(Beginning of Task inputs)

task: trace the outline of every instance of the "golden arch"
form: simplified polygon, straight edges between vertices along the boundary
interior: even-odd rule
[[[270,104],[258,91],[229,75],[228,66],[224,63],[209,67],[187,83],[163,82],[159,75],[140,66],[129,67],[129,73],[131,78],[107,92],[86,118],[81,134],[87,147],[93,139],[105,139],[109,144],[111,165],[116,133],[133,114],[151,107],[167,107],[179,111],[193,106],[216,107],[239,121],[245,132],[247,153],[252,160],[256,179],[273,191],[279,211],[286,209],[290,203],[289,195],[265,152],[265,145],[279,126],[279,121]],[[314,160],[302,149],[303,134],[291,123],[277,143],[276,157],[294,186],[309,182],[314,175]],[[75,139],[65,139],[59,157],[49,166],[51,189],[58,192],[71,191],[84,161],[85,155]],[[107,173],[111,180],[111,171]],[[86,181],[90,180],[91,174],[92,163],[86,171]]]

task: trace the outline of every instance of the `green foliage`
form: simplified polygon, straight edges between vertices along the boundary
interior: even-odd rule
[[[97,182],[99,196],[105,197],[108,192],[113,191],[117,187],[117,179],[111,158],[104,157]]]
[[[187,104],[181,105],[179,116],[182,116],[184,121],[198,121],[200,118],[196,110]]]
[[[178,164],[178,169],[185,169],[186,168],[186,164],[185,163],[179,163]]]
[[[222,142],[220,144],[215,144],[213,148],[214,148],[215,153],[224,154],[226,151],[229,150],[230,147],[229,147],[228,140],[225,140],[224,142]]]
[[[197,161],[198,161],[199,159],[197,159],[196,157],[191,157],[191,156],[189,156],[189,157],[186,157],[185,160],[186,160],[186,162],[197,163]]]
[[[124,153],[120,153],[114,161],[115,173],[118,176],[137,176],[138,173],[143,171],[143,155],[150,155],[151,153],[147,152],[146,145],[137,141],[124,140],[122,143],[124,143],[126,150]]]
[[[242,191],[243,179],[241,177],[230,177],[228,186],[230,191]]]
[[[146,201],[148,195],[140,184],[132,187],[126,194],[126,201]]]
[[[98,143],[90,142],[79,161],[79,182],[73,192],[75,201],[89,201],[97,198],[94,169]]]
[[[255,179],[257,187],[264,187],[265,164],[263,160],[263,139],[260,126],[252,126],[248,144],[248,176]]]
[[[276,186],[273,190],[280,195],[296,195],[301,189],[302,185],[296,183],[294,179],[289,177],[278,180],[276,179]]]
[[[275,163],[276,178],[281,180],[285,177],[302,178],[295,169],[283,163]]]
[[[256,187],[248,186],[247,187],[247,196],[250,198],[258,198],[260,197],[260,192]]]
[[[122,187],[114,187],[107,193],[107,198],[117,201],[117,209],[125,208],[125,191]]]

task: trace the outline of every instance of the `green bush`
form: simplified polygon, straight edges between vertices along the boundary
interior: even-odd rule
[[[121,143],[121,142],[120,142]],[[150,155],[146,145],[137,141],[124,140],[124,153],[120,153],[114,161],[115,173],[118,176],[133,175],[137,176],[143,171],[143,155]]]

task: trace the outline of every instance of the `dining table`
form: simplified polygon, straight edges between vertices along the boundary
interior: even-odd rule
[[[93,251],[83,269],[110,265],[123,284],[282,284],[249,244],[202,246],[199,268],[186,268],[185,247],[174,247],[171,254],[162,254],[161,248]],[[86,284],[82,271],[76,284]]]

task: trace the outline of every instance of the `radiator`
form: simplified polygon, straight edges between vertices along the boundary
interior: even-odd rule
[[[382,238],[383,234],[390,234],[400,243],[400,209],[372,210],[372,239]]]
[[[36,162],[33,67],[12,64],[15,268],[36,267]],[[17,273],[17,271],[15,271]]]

(End of Task inputs)

## What you have to do:
Line by line, check the data above for the word "every" and state how many lines contain it. Give only the number.

## Written reply:
5